[Request]
Rewrite every line of the data from the line containing "Objective — pinpoint the blue" through the line containing "[260,288,329,343]", including both of those lines, and leave all the wording unchanged. Multiply each bounding-box coordinate by 1.45 and round it to a whole number, with halves rounded up.

================================

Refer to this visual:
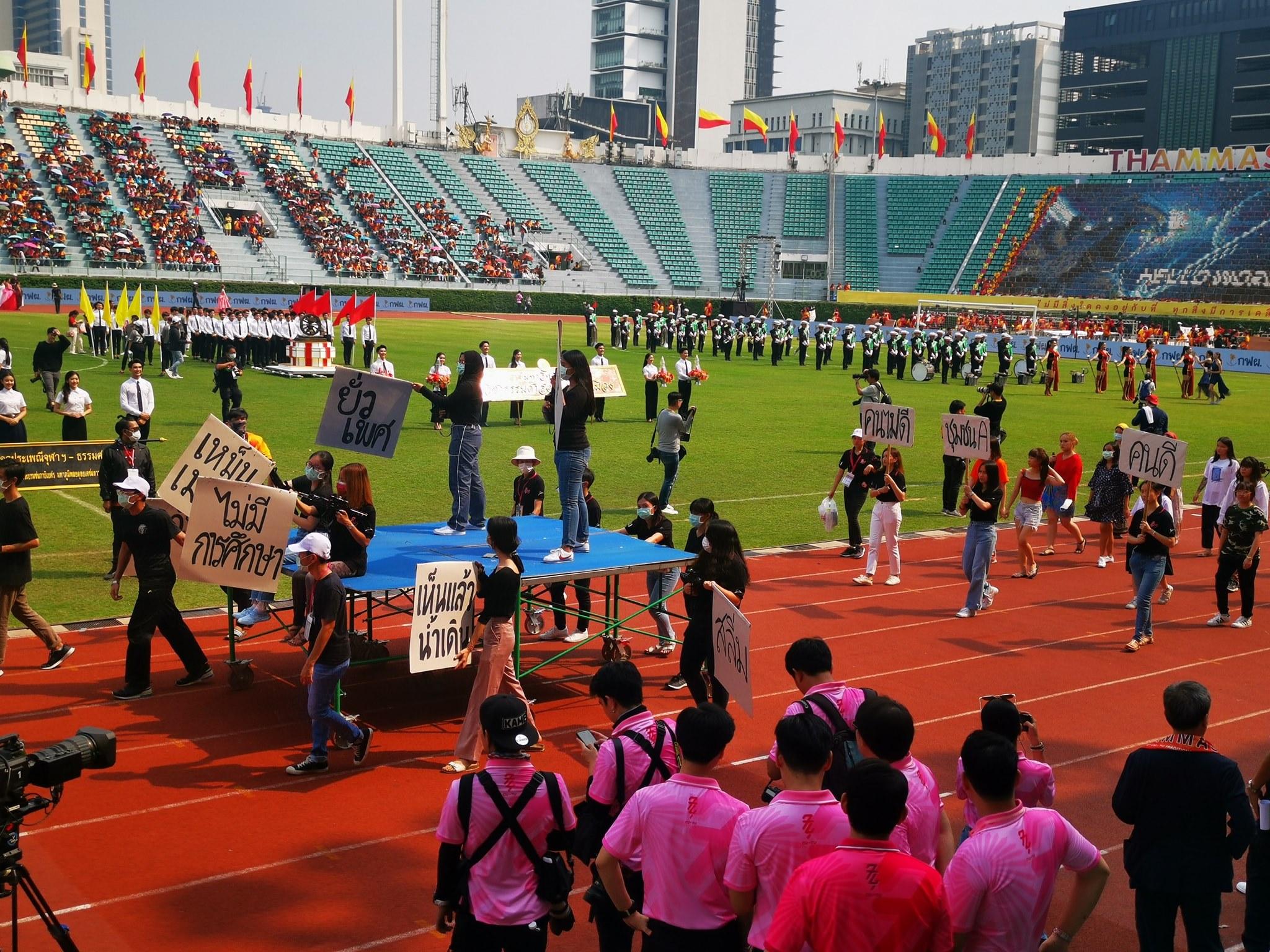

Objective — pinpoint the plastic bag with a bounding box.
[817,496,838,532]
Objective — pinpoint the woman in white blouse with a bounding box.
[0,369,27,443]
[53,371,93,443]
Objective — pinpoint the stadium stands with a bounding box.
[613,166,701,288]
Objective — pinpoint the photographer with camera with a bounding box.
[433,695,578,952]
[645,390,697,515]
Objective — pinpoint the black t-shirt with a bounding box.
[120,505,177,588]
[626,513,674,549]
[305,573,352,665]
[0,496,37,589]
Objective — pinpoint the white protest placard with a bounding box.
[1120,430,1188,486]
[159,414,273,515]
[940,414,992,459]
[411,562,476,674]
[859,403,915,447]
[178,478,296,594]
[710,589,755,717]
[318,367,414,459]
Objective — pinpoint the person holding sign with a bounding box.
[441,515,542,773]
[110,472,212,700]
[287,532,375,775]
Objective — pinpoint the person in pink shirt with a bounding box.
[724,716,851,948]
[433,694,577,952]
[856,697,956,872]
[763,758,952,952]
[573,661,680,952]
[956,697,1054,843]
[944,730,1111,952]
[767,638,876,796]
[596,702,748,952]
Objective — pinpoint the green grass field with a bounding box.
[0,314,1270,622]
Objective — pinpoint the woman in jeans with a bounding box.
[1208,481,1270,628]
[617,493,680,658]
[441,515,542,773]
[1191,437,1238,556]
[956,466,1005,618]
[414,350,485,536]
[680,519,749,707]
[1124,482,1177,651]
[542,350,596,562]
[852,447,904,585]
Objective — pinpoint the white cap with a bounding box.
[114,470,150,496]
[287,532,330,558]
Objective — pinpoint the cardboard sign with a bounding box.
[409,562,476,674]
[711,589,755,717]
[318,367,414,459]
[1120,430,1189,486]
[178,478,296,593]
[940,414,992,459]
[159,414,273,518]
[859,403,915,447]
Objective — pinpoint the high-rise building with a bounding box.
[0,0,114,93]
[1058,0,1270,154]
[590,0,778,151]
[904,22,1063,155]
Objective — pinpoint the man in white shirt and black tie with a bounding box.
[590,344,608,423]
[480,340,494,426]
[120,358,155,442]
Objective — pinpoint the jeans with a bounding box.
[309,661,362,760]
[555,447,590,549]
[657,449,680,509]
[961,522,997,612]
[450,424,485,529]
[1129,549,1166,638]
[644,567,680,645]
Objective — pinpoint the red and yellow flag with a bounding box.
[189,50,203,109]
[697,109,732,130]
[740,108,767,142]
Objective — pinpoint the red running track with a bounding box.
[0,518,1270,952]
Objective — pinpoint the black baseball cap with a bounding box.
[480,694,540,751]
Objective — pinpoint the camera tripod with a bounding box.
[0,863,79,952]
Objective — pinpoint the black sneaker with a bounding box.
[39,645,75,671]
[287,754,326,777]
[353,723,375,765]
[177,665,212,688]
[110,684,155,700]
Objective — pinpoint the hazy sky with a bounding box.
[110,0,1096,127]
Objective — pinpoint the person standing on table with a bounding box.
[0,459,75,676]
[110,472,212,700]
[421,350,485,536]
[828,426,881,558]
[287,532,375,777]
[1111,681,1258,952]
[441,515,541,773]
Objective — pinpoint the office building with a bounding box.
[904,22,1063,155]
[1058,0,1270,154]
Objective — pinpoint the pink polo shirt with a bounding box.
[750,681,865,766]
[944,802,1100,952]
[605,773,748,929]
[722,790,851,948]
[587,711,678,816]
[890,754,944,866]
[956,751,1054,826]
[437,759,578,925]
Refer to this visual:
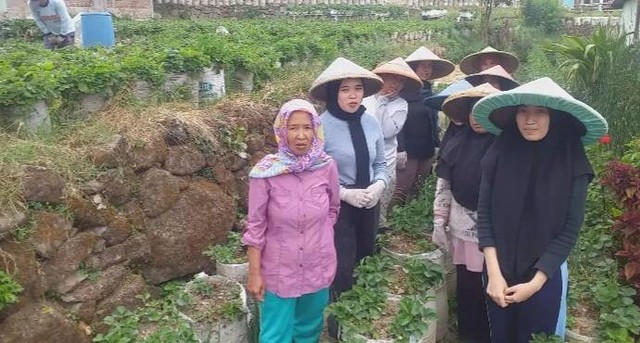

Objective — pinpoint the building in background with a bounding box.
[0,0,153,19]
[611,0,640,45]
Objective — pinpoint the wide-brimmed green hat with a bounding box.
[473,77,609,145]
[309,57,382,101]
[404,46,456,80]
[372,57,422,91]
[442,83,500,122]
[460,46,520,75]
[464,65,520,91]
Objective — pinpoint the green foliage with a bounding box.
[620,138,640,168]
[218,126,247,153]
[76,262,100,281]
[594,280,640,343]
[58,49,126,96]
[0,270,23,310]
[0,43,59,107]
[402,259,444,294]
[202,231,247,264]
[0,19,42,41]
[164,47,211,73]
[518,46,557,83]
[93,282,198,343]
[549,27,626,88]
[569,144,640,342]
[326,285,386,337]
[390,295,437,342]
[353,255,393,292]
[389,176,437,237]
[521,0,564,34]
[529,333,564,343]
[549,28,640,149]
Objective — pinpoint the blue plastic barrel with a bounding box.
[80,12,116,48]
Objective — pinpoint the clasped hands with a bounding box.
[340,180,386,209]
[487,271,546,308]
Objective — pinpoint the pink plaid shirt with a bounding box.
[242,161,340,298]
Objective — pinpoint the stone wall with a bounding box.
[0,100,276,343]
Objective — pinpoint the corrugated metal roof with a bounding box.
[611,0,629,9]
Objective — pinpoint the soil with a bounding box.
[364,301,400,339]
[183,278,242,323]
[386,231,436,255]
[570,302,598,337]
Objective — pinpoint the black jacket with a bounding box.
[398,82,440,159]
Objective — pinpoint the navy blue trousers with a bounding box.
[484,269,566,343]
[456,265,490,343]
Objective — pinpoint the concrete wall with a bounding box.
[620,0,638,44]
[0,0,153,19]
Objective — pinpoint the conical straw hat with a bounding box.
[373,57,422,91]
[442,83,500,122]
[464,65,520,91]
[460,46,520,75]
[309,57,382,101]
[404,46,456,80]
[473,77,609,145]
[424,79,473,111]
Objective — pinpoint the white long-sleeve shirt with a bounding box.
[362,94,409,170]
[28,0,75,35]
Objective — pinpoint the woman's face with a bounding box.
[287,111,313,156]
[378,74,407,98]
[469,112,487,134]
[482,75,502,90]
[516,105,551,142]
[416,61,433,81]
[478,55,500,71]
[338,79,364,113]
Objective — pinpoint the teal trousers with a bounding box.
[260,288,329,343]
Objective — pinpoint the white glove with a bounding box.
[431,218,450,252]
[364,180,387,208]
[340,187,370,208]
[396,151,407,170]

================================

[Solution for this task]
Objective — pinpoint the blue plastic barrel with a bounding box.
[116,17,168,70]
Objective — pinpoint the clasped hands with a bounding box.
[493,261,560,303]
[706,393,792,447]
Objective — pinpoint the pink plaid shirt with a bounding box.
[351,233,493,432]
Objective — pinpoint the stone wall with a bounding box.
[0,145,400,497]
Objective — pinpoint the corrugated metal roof with a bounding box.
[886,0,912,13]
Objective — pinpoint the soil with a bounding box.
[528,436,580,492]
[265,403,351,468]
[560,335,632,370]
[827,438,867,489]
Objective — pinpoint the black jacket with a bounding box.
[577,119,638,231]
Objective — pinpoint the navy blue trousers with a bounding box.
[702,390,821,497]
[661,384,711,497]
Objective — pinpoint the concrete wall with a bounding box.
[899,0,925,64]
[0,0,222,28]
Objective — pinpoint the conical straw hat with a bounding box.
[541,83,612,132]
[641,120,725,177]
[673,94,754,132]
[667,67,754,109]
[448,83,554,146]
[586,67,661,116]
[686,112,883,210]
[615,115,686,161]
Objective — pinpoint the white long-sleeve shirt with a bounding box.
[525,136,593,247]
[41,0,109,51]
Objective — pinpoint the woman's face with a bounding box.
[416,161,454,226]
[548,107,590,142]
[680,162,706,194]
[699,109,728,131]
[748,152,799,206]
[603,88,628,117]
[693,80,725,103]
[490,115,528,164]
Objective — pinpoint the teal trousers with a bounding box.
[377,418,477,497]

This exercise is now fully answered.